Excerpts of location labeling data

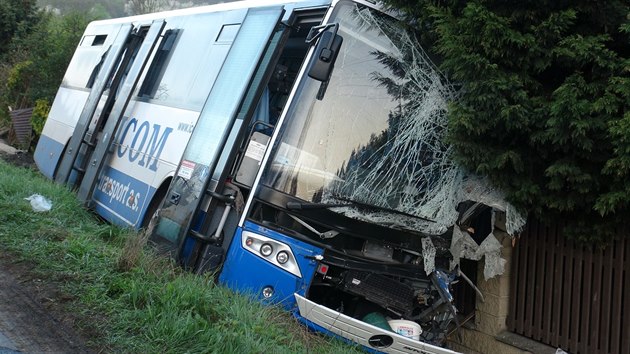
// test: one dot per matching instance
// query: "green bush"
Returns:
(40, 113)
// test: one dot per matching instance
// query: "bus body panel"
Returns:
(249, 273)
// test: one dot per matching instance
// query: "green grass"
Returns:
(147, 306)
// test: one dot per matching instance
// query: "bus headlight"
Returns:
(271, 250)
(266, 249)
(282, 257)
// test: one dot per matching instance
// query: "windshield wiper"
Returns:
(377, 207)
(302, 206)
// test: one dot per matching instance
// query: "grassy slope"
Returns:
(150, 306)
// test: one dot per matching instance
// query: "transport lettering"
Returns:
(119, 192)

What is required:
Please render every line of the items above as a Markdown table with the columns Row and Entry, numbering the rows in order and skipping blank lines. Leave the pictures out of the answer.

Result for this task:
| Row | Entry |
|---|---|
| 1 | // test: one dot per matching instance |
| 2 | // query: "green bush" |
| 3 | Returns: |
| 4 | (40, 113) |
| 5 | // test: one dot per matching instance |
| 6 | // query: "bus body panel" |
| 7 | Returns: |
| 8 | (249, 273) |
| 9 | // test: one dot per matching instance |
| 10 | // query: "green grass" |
| 11 | Returns: |
| 12 | (147, 306) |
| 13 | // test: one dot per matching instance |
| 14 | // query: "bus headlight" |
| 15 | Returns: |
| 16 | (271, 250) |
| 17 | (266, 249) |
| 18 | (282, 257) |
| 19 | // test: one dot per matching instance |
| 20 | // query: "windshield wiper" |
| 21 | Returns: |
| 22 | (377, 207) |
| 23 | (302, 206) |
| 24 | // test: one dot per matching instance |
| 25 | // query: "grassy slope" |
| 26 | Returns: |
| 27 | (150, 306) |
| 28 | // test: one dot per matching instance |
| 29 | // query: "transport lettering" |
| 30 | Returns: |
| 31 | (119, 192) |